*** EXERCISE TEXT Section Begins ***

Review your early initiatives in light of the questions asked above; these questions will help you fit the initiative to the proper perspective. The team at our fictitious company, 2020 Eye Center P.A., in reviewing the initiatives created above, combined or eliminated many of their original thoughts into 16 major initiatives. There is not a magic number of initiatives for any entity; use only those initiatives that can be measured and managed with the resources available to the company. As a guideline, the creators of the BSC state that no more that 20 overall initiatives should be used and that each perspective should be limited to no more than five initiatives.

Figure 1
Figure 2

Linking initiatives

To make sure the selected initiatives help achieve the vision statement, link each perspective to the vision statement either directly or through another initiative that links to the vision statement. Some initiatives will be drivers for other initiatives (Figure 2).

The purpose of linking is to make sure all initiatives are actions that lead to achieving the vision. In other words, by taking action on a BSC initiative, you should expect the vision to eventually happen. The implementation team, through the linking discussion (negotiation) process, decreased the number of initiatives to a final 10 core strategic initiatives because six could not be comfortably linked given the practice’s resources.

*** EXERCISE TEXT Section Ends ***
*** INFORMATION Section Begins ***

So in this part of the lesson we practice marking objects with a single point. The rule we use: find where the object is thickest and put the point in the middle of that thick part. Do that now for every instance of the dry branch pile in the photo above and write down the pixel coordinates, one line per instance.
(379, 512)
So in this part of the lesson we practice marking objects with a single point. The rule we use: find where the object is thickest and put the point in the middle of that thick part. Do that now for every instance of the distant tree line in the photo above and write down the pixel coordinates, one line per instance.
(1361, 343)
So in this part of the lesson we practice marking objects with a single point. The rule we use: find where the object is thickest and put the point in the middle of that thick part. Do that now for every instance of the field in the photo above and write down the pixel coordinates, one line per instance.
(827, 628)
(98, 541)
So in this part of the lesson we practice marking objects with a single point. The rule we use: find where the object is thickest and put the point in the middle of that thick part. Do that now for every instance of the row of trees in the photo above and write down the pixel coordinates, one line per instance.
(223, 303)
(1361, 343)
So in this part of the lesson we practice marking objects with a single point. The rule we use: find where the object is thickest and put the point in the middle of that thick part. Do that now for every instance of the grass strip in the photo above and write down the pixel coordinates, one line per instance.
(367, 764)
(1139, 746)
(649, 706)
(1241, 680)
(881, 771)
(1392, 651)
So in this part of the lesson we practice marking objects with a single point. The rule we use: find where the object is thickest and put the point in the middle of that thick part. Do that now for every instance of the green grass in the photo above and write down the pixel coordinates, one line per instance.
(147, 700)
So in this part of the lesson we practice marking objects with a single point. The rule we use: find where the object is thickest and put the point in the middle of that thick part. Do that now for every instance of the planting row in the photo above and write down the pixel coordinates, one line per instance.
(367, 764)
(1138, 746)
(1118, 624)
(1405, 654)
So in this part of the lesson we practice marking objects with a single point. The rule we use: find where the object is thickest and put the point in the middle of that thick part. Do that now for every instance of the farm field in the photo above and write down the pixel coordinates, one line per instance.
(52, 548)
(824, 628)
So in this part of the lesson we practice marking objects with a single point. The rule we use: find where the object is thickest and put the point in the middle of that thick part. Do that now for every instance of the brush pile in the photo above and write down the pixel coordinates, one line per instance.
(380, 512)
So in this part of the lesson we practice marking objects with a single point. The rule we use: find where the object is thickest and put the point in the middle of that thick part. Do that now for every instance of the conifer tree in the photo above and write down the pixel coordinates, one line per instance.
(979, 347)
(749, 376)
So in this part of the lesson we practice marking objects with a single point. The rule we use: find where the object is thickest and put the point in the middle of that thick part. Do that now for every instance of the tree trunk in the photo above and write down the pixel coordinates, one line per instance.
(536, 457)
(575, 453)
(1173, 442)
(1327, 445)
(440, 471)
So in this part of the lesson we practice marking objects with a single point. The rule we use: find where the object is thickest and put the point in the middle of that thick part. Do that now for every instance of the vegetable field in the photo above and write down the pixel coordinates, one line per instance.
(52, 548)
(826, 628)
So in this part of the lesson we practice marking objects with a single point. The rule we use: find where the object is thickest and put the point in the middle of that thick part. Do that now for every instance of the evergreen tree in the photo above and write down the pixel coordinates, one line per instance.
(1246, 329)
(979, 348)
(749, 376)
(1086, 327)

*** INFORMATION Section Ends ***

◆ **PROMPT**: Carry on the balanced scorecard text from its final sentence. The entries come from a source unrelated to the balanced scorecard text.

◆ **ANSWER FOR THE TASK**:
Defining measures

Measures for the initiatives must be defined, and their metrics must be reasonable to obtain. Lead indicators are those performance measures that help predict an outcome, and lag indicators measure actual performance for the indicated period of time. If an initiative is “Increase patient encounters by 10%,” then an example of a good lead indicator might be “Appointments scheduled for the next month” as compared to the same period last year. Use measuring periods meaningful to the practice.

If this lead indicator is showing that the initiative is not close to being met, then a review of the internal processes creating additional patient volumes should be undertaken. The review may indicate the need for modifications to the current processes or new processes initiated to change the trend in this lead indicator. To document the actual performance, lag indicators should be evaluated and defined. For the patient encounter initiative example above, a lag measure could be “Actual increase in patient encounters” over the same period last year.

Give each initiative the same careful thought process for both lead and lag indicators. Because there will be some non-financial initiatives, lead indicators may not be as easy to define and are sometimes unreasonable to obtain, but meaningful lag indicators can generally be found. If no reasonable lag indicator can be identified, strike that initiative because you have no measure to value the resources expended for this effort. Work hard at identifying the best measures for lead and lag indicators to help predict and steer the outcome of an initiative (Figure 3).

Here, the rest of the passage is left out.